Throughput Optimization: Batching and Parallelism
To achieve our 30% throughput improvement, we tuned the Kafka consumers:
- Batch Size: We increased
fetch.min.bytesto 50KB to reduce the number of I/O requests. - Parallelism: We matched the number of partitions to our consumer thread pool size to ensure no worker was idle.
@KafkaListener(topics = "document-chunks", containerFactory = "batchFactory")
public void handleBatch(List<ConsumerRecord<String, ChunkDTO>> records) {
// Parallel processing using Java Parallel Streams for CPU-bound embedding tasks
records.parallelStream().forEach(this::processChunk);
}
Handling Failures: The Dead Letter Topic (DLT) Pattern
In a distributed system, failure is a guarantee. We implemented a robust retry strategy with exponential backoff:
- Retry Topic: Transient failures (like a 503 from the embedding API) are moved to a retry topic.
- DLT: Permanent failures (invalid content, encoding errors) are moved to a DLT for manual inspection.
....................
PROBLEMS TO WORK ON:
a. Please retype the Kafka tuning excerpt word for word, starting with "Throughput Optimization: Batching" and going on through "worker was idle.".
b. Extend the Kafka tuning excerpt from its last sentence onward.

INFORMATION SUPPLIED:
....................
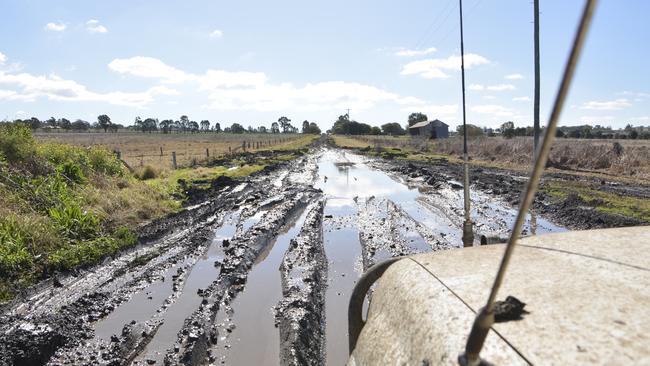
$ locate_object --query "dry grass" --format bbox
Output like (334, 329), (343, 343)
(335, 136), (650, 180)
(34, 132), (313, 171)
....................
ANSWERS TO EACH TASK:
a.
Throughput Optimization: Batching and Parallelism
To achieve our 30% throughput improvement, we tuned the Kafka consumers:
- Batch Size: We increased
fetch.min.bytesto 50KB to reduce the number of I/O requests. - Parallelism: We matched the number of partitions to our consumer thread pool size to ensure no worker was idle.

b.
This ensures that one bad document doesn't stall the entire pipeline.
Lessons from Production
One mistake we made early on was not monitoring Consumer Lag closely enough. A slow embedding service caused a 2-hour backlog in minutes. We now have Prometheus/Grafana alerts that trigger auto-scaling of our consumer pods whenever the lag exceeds 5,000 records.
Summary
Designing for scale means assuming every downstream service will eventually fail. By using Kafka as our "architectural buffer," we turned a brittle ingestion system into a fault-tolerant engine capable of sustaining 100k+ events/sec.